* THE PROBLEM: Everything from the line containing "Target: clear sky" through the line containing "Objective — for every instance of the storage" in the listing below should be copied exactly, and nothing more.
--- START ---
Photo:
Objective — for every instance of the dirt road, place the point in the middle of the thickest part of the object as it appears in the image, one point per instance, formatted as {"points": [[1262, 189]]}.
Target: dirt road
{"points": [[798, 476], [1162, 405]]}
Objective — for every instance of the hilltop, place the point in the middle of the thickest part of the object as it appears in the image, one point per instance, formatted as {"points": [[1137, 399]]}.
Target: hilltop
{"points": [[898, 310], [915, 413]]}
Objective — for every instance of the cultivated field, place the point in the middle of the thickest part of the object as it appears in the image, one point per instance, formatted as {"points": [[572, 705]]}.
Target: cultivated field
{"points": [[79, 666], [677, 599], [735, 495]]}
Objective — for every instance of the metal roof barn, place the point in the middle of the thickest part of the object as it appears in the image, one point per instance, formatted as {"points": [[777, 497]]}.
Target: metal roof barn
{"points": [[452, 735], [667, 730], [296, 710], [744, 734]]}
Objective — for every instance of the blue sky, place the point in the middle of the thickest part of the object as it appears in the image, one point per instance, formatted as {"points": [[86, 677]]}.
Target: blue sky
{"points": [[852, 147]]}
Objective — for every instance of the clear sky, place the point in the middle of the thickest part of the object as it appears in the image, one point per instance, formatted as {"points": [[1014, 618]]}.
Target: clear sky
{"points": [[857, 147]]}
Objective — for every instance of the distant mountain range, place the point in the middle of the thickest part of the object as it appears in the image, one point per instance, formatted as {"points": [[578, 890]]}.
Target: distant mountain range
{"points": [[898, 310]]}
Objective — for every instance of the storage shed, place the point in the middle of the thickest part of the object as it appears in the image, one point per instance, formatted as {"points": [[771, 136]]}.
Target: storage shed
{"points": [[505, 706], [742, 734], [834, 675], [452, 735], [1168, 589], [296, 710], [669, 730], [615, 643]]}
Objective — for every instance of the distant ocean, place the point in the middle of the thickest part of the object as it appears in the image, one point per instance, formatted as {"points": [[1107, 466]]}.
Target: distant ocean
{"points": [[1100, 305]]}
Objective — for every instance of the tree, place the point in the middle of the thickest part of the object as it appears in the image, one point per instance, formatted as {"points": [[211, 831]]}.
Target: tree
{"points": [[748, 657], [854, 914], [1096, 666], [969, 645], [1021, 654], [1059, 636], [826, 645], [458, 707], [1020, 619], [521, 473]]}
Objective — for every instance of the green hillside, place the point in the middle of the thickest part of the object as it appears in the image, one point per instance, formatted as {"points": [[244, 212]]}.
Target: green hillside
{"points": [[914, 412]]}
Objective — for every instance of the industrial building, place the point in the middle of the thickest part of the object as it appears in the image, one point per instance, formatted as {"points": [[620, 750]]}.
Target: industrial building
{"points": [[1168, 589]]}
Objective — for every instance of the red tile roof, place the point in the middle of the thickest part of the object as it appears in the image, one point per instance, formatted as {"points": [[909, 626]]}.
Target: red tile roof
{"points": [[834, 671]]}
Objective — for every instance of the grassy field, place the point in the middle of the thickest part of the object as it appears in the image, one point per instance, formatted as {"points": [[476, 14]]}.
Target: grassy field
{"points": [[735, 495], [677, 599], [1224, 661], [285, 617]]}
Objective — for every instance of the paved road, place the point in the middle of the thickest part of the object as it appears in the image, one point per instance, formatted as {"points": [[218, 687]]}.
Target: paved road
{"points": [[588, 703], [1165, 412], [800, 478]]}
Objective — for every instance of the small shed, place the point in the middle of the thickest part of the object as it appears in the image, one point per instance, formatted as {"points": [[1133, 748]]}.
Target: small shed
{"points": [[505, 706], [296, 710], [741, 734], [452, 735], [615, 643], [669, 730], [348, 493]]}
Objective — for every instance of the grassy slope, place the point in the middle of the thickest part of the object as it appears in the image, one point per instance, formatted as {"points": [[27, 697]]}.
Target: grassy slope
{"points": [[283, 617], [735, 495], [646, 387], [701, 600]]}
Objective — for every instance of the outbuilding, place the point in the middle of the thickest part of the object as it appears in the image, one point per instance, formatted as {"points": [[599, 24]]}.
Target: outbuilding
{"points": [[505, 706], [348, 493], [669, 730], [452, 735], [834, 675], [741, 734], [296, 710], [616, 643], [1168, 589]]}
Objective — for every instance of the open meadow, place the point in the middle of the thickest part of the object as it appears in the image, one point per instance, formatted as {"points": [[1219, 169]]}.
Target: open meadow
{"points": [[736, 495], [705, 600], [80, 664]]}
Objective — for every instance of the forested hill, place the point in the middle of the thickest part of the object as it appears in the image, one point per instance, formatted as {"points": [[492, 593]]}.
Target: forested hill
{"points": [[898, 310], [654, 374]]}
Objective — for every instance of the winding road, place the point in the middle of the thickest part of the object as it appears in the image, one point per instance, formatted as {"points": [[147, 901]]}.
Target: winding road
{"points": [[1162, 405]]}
--- END ---
* RESULT OF THE EXERCISE:
Target: clear sky
{"points": [[857, 147]]}
Objective — for every instance of the distant mountain range, place the point in the middle of the thickest part of the object as it appears in the image, one point per instance, formatted as {"points": [[578, 890]]}.
Target: distant mountain range
{"points": [[898, 310]]}
Objective — for every instance of the storage shed, place the point in the middle of the thickest part of the object as it appears in the image, one point per instance, formatted as {"points": [[771, 136]]}.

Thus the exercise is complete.